| Re: photon vs photon First, don’t get me wrong, Guille, I’m not implying there is anything wrong with your logic or the logic of science when it pertains to relativity or empirical effects. I only suggest returning to first philosophy to answer what is outside the Universe instead of focusing on increasingly more complex notions of the workings within the Universe based on the increase of new observations. For me, the former has shed quite a bit of light on some of the empirical evidence found through photonic experiments.
The SLAC experiment I included in the theory of nothing thread tells me that photonic interactions are directly related to the creation of fermions. I conclude that energy is proportionate to mass based on the fact that massless carriers transmit the difference between the measurement of massive particles prior to and after interactions. That the energy stored in massive objects is directly responsible for and proportionate to the gravitational force.

◆ What to do ◆
From the forum post on photons, write out word for word the passage that opens with "The SLAC experiment" and closes with "the gravitational force.".

◆ Recorded data ◆

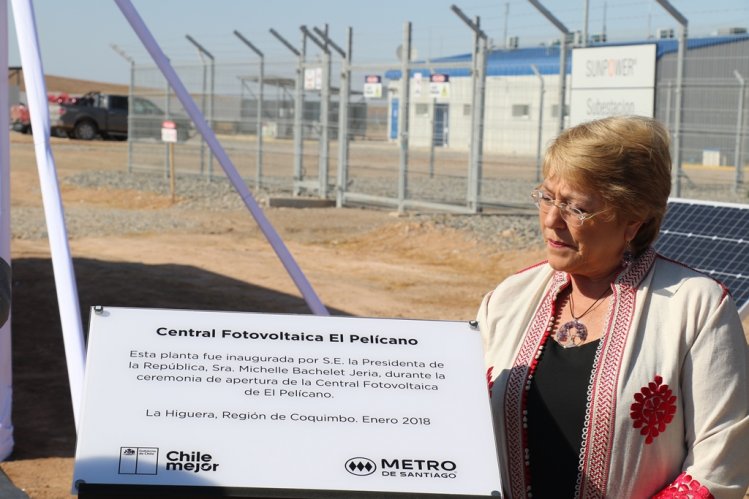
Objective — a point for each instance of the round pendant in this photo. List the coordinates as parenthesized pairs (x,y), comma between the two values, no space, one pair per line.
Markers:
(565,333)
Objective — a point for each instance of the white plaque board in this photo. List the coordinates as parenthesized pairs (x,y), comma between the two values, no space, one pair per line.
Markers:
(295,402)
(612,81)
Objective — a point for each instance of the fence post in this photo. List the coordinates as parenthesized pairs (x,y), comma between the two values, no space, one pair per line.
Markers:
(203,53)
(739,128)
(404,105)
(562,57)
(676,157)
(298,120)
(478,80)
(261,78)
(541,92)
(130,94)
(167,116)
(343,117)
(477,125)
(298,107)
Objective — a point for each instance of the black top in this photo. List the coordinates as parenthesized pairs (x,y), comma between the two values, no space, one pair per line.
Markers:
(556,413)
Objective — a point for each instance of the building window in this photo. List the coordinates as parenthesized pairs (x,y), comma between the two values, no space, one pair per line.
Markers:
(555,110)
(521,110)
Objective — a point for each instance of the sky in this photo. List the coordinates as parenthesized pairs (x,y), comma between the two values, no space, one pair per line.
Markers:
(76,36)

◆ Task output ◆
The SLAC experiment I included in the theory of nothing thread tells me that photonic interactions are directly related to the creation of fermions. I conclude that energy is proportionate to mass based on the fact that massless carriers transmit the difference between the measurement of massive particles prior to and after interactions. That the energy stored in massive objects is directly responsible for and proportionate to the gravitational force.